Start of SUPPLIED MATERIAL

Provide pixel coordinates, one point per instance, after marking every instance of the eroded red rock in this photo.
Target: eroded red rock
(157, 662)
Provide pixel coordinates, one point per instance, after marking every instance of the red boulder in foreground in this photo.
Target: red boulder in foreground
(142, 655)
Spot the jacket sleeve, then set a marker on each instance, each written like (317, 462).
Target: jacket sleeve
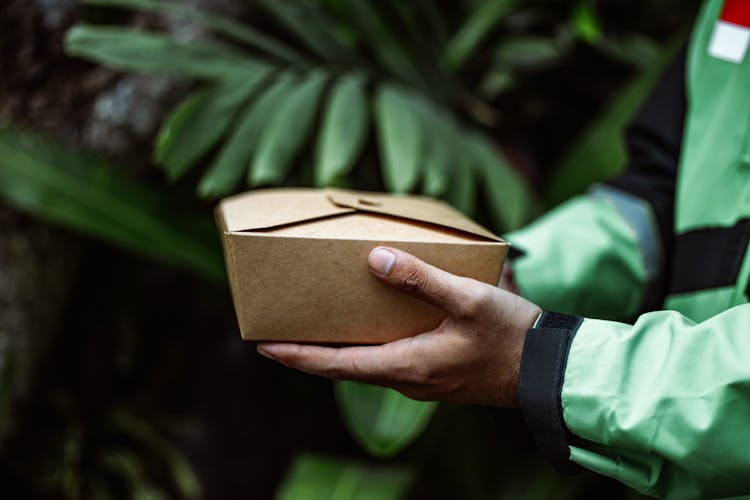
(602, 254)
(662, 405)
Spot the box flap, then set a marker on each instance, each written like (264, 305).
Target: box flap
(267, 208)
(418, 208)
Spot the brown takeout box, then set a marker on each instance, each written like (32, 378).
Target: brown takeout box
(297, 261)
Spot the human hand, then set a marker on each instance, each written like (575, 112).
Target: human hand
(473, 356)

End of SUPPLIED MATERIAL

#### [EXERCISE]
Give back exactly the lines running from the line that has "Spot the box" to the end of the entries above.

#### [EXERCISE RESULT]
Spot the box flap, then set a marker on each instance, each written like (264, 305).
Target: box flap
(267, 208)
(418, 208)
Spot the brown takeout box, then set a marker on each instance, each written like (32, 378).
Target: brown takeout box
(297, 261)
Spot the human hand, then set a marker on each instance, each written like (575, 112).
Target: human hand
(473, 356)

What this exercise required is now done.